# PROBLEM DETAILS
Return exactly the lines that run from the one containing "One pin marks each instance of the icy" to the end of the entries, with both ends included.

--- begin MATERIAL ---

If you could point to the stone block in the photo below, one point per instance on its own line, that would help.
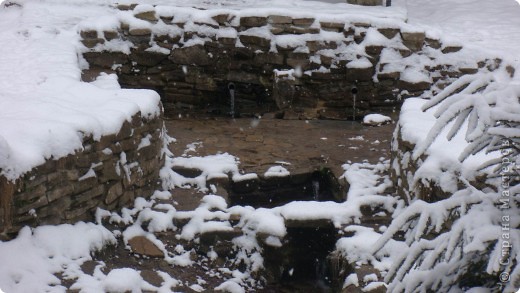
(388, 75)
(303, 22)
(114, 192)
(255, 40)
(147, 15)
(23, 207)
(451, 49)
(278, 29)
(253, 21)
(105, 59)
(88, 34)
(140, 32)
(81, 199)
(297, 30)
(360, 74)
(141, 245)
(365, 2)
(194, 55)
(222, 19)
(413, 40)
(279, 19)
(433, 43)
(413, 87)
(389, 33)
(302, 63)
(31, 193)
(91, 43)
(269, 58)
(125, 7)
(239, 76)
(147, 58)
(374, 50)
(59, 192)
(166, 19)
(86, 184)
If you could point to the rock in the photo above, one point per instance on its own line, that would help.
(253, 21)
(105, 59)
(255, 40)
(389, 33)
(90, 34)
(298, 30)
(147, 58)
(451, 49)
(194, 55)
(270, 58)
(152, 277)
(279, 19)
(365, 2)
(110, 35)
(412, 87)
(114, 193)
(332, 26)
(140, 31)
(187, 172)
(436, 44)
(360, 74)
(147, 15)
(91, 43)
(413, 40)
(141, 245)
(304, 22)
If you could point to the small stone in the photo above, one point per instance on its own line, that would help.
(414, 41)
(253, 21)
(222, 19)
(306, 22)
(451, 49)
(90, 34)
(255, 40)
(436, 44)
(91, 43)
(125, 7)
(110, 35)
(147, 15)
(389, 33)
(141, 245)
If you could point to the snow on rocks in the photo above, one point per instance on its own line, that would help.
(376, 119)
(46, 111)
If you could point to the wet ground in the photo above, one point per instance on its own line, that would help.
(298, 145)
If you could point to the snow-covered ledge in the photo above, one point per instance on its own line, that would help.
(66, 146)
(107, 172)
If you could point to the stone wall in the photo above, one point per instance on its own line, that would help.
(108, 173)
(304, 67)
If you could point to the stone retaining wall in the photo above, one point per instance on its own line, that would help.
(108, 173)
(304, 66)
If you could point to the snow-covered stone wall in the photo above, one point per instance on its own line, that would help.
(304, 63)
(108, 173)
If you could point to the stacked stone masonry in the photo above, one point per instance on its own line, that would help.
(108, 173)
(302, 67)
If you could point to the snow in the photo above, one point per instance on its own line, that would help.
(45, 109)
(276, 171)
(376, 119)
(30, 261)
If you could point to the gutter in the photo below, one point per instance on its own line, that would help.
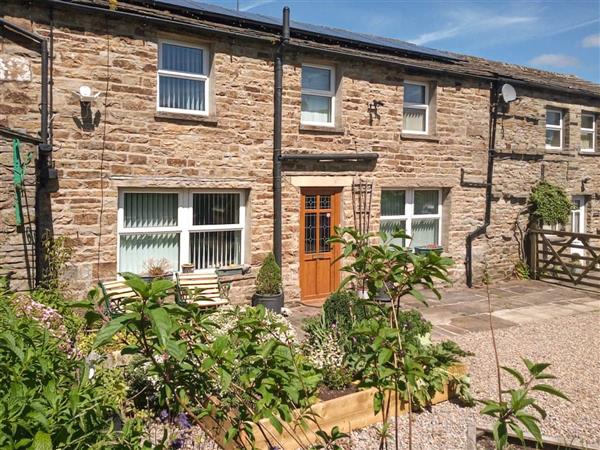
(480, 230)
(277, 118)
(44, 148)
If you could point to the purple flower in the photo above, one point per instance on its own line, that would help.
(163, 415)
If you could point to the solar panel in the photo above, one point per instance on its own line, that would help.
(200, 9)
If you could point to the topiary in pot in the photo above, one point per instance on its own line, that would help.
(269, 292)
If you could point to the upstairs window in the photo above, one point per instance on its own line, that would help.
(182, 78)
(554, 129)
(416, 211)
(588, 132)
(318, 93)
(416, 108)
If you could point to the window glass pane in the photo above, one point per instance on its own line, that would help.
(137, 250)
(316, 78)
(389, 226)
(553, 117)
(414, 93)
(587, 121)
(216, 209)
(393, 203)
(414, 119)
(213, 249)
(426, 202)
(587, 140)
(182, 59)
(149, 209)
(425, 232)
(553, 138)
(181, 93)
(316, 108)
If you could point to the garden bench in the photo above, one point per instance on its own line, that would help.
(202, 289)
(114, 293)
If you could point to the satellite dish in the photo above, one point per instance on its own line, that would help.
(86, 91)
(508, 93)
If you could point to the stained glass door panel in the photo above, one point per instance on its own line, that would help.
(319, 214)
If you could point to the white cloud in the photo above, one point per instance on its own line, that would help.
(554, 60)
(254, 4)
(470, 23)
(593, 40)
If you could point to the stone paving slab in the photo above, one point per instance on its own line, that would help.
(515, 302)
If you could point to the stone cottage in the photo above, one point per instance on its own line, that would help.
(161, 130)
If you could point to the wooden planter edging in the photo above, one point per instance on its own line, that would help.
(550, 442)
(349, 412)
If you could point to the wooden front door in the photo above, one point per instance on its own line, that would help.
(319, 214)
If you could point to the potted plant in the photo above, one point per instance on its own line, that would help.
(157, 268)
(269, 290)
(424, 249)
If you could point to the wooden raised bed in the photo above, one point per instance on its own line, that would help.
(349, 412)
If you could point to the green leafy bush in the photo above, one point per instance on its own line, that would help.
(46, 397)
(238, 378)
(268, 280)
(550, 204)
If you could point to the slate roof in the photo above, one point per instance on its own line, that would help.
(347, 43)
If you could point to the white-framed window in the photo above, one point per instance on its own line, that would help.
(182, 78)
(588, 132)
(417, 211)
(554, 129)
(318, 95)
(203, 227)
(416, 108)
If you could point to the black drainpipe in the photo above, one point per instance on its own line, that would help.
(494, 97)
(277, 101)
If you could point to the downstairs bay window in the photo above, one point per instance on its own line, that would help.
(205, 228)
(417, 211)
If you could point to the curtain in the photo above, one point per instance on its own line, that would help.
(136, 250)
(181, 93)
(316, 108)
(414, 119)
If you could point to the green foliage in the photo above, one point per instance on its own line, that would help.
(343, 308)
(268, 280)
(521, 411)
(550, 203)
(46, 397)
(238, 377)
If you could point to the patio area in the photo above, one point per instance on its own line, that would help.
(463, 310)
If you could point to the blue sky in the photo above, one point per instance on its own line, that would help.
(555, 35)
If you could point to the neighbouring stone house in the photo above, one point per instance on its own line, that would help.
(174, 157)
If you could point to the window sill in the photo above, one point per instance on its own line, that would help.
(321, 129)
(419, 137)
(183, 117)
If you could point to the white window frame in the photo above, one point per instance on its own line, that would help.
(555, 127)
(185, 219)
(330, 94)
(185, 75)
(589, 130)
(409, 211)
(422, 106)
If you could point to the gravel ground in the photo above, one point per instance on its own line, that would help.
(571, 345)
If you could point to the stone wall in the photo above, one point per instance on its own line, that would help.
(125, 143)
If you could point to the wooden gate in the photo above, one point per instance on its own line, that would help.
(568, 258)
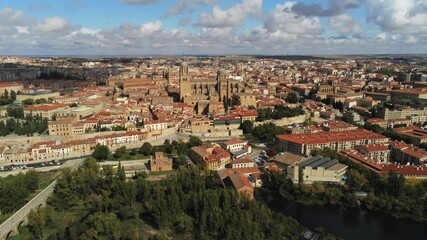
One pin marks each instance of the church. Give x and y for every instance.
(192, 91)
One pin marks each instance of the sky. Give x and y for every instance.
(212, 27)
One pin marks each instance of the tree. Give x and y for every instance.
(235, 100)
(37, 223)
(106, 224)
(13, 95)
(28, 101)
(292, 98)
(6, 94)
(247, 126)
(146, 149)
(194, 141)
(3, 129)
(395, 183)
(119, 152)
(100, 152)
(355, 180)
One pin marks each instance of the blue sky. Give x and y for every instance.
(147, 27)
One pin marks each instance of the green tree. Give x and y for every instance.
(292, 98)
(395, 183)
(235, 100)
(28, 102)
(106, 224)
(194, 141)
(100, 152)
(146, 149)
(6, 94)
(13, 95)
(355, 180)
(3, 129)
(37, 223)
(119, 152)
(247, 126)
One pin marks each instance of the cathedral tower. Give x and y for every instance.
(221, 78)
(184, 81)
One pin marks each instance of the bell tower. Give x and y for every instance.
(221, 78)
(184, 81)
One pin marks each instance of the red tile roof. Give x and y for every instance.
(326, 137)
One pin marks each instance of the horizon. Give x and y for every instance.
(212, 27)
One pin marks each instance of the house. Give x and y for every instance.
(160, 163)
(317, 169)
(212, 155)
(378, 152)
(245, 162)
(237, 181)
(286, 159)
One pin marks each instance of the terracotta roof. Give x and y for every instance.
(235, 141)
(326, 137)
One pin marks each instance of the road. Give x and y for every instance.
(12, 223)
(74, 163)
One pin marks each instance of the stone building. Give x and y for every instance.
(160, 163)
(194, 90)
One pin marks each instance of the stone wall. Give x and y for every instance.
(284, 121)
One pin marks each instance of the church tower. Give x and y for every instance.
(166, 75)
(184, 81)
(221, 78)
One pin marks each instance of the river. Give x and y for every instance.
(351, 223)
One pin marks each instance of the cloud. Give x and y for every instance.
(345, 24)
(53, 24)
(396, 16)
(335, 7)
(280, 30)
(186, 6)
(184, 21)
(232, 17)
(39, 6)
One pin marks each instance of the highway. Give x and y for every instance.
(19, 217)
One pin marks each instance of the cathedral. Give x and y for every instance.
(220, 89)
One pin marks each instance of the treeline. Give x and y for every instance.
(264, 132)
(7, 98)
(15, 190)
(27, 126)
(386, 193)
(59, 75)
(102, 204)
(390, 133)
(176, 148)
(279, 112)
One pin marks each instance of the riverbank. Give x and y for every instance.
(344, 222)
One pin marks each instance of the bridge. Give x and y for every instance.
(11, 225)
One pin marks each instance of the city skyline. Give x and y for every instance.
(212, 27)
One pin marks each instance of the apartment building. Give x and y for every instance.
(415, 132)
(212, 155)
(317, 169)
(159, 162)
(45, 110)
(305, 143)
(378, 152)
(404, 153)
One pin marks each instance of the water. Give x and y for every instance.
(350, 223)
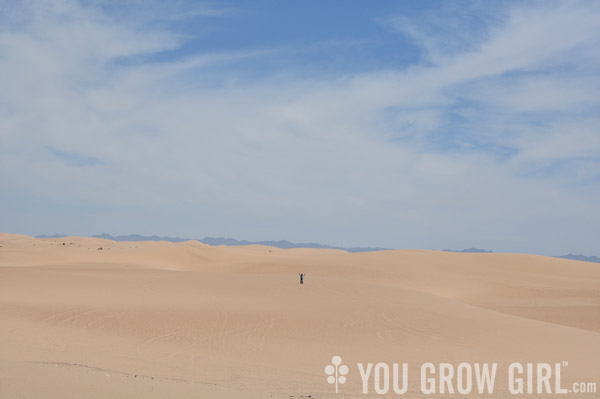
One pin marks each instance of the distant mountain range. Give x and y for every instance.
(284, 244)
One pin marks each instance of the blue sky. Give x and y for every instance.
(403, 124)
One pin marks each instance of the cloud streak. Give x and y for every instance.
(490, 142)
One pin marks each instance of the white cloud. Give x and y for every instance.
(397, 158)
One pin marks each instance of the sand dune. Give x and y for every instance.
(93, 318)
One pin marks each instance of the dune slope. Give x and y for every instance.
(83, 317)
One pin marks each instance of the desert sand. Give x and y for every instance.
(187, 320)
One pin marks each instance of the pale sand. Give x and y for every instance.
(187, 320)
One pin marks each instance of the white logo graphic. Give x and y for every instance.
(336, 372)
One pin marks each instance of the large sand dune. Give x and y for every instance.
(187, 320)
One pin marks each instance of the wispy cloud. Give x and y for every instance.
(489, 140)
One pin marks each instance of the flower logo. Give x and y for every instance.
(336, 372)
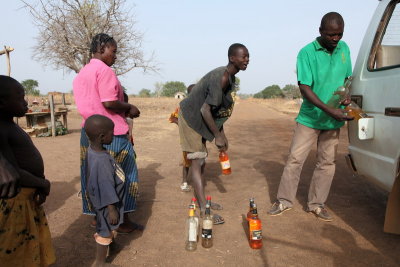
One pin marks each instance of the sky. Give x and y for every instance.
(189, 38)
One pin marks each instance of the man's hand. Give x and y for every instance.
(39, 197)
(133, 112)
(113, 216)
(9, 186)
(339, 114)
(346, 101)
(220, 142)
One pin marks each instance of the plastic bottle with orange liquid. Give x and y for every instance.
(255, 230)
(225, 164)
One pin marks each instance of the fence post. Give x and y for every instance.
(53, 121)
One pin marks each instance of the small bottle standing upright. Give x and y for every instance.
(250, 213)
(206, 231)
(191, 230)
(208, 200)
(193, 204)
(225, 164)
(255, 230)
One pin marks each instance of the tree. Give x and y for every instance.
(66, 29)
(158, 86)
(291, 91)
(145, 93)
(272, 91)
(30, 87)
(171, 88)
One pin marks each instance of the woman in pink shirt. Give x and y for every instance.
(97, 90)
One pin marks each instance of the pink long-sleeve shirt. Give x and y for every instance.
(97, 83)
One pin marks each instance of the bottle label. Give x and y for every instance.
(256, 235)
(206, 233)
(192, 231)
(225, 165)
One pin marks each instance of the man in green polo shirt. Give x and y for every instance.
(322, 66)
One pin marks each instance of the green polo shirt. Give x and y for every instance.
(324, 72)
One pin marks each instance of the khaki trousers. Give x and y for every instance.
(302, 142)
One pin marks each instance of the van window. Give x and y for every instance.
(385, 52)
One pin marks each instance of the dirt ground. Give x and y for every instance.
(259, 133)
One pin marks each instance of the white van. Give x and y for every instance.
(375, 142)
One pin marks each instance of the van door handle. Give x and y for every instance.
(395, 112)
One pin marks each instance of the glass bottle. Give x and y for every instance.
(250, 213)
(206, 231)
(255, 230)
(191, 230)
(225, 164)
(193, 204)
(355, 111)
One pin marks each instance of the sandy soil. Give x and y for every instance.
(259, 133)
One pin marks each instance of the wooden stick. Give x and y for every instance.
(53, 121)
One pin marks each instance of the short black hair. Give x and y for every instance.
(331, 17)
(99, 41)
(6, 85)
(190, 87)
(96, 125)
(234, 47)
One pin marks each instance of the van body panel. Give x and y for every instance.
(377, 158)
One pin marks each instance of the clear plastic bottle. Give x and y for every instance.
(192, 231)
(251, 207)
(206, 231)
(225, 164)
(255, 230)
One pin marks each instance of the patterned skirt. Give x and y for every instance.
(124, 154)
(25, 239)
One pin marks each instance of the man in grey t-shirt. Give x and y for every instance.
(203, 113)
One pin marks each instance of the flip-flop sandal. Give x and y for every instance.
(217, 219)
(216, 206)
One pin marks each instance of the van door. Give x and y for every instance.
(376, 88)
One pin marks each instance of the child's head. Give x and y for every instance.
(190, 87)
(12, 98)
(99, 129)
(126, 98)
(104, 47)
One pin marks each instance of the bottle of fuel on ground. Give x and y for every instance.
(225, 164)
(250, 212)
(193, 204)
(191, 231)
(206, 231)
(255, 230)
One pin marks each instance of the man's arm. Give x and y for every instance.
(207, 116)
(337, 114)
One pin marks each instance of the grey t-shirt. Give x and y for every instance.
(105, 186)
(207, 90)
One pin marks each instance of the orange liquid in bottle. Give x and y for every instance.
(225, 164)
(255, 232)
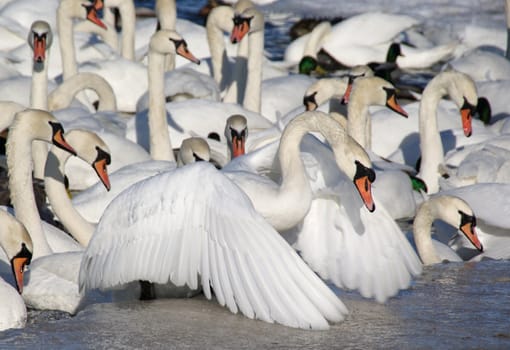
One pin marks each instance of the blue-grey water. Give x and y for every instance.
(450, 306)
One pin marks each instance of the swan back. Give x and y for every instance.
(236, 133)
(40, 38)
(192, 150)
(13, 235)
(450, 209)
(323, 90)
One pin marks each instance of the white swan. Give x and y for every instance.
(95, 153)
(285, 204)
(29, 125)
(250, 268)
(350, 40)
(462, 91)
(92, 202)
(488, 201)
(453, 211)
(17, 245)
(163, 43)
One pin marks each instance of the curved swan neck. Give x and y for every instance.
(63, 95)
(358, 120)
(166, 13)
(19, 163)
(60, 202)
(422, 234)
(128, 18)
(251, 99)
(315, 39)
(431, 146)
(39, 86)
(160, 144)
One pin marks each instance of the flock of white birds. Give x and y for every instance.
(200, 166)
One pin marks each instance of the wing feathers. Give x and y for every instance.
(167, 229)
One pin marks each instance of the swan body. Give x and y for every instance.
(350, 40)
(12, 307)
(92, 202)
(462, 91)
(285, 204)
(17, 246)
(453, 211)
(482, 65)
(224, 257)
(95, 153)
(493, 227)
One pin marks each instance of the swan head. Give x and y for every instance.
(307, 65)
(458, 213)
(17, 244)
(236, 133)
(193, 149)
(41, 125)
(246, 20)
(462, 90)
(354, 73)
(170, 42)
(322, 90)
(93, 150)
(376, 91)
(92, 12)
(40, 38)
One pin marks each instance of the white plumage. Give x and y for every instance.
(162, 229)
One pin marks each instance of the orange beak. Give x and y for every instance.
(18, 268)
(101, 171)
(309, 102)
(364, 187)
(466, 116)
(469, 231)
(347, 93)
(182, 50)
(58, 138)
(39, 49)
(93, 17)
(98, 4)
(392, 103)
(239, 31)
(237, 146)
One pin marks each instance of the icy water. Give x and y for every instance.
(450, 306)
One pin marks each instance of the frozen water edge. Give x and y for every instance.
(454, 305)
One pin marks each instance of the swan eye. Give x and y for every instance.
(197, 157)
(178, 42)
(101, 154)
(363, 171)
(467, 219)
(239, 20)
(310, 102)
(468, 106)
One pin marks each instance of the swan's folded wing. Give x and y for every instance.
(371, 255)
(194, 225)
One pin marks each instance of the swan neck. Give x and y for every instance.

--- end MATERIAL ---

# COMPLETE OUTPUT
One pin marks each instance of the icy water. Give x and y for every instance.
(450, 306)
One pin marks each instance of the frozen water edge. Give x and y for every instance.
(454, 305)
One pin marks each instance of the swan eye. Give x and y for every instance.
(197, 157)
(178, 42)
(101, 154)
(363, 171)
(467, 219)
(239, 20)
(310, 102)
(468, 106)
One pin marks each instance of the swan's folded wing. Give x and y for every instance.
(371, 255)
(194, 225)
One pin marks each instance of the swan neck. Give x and y for every instance.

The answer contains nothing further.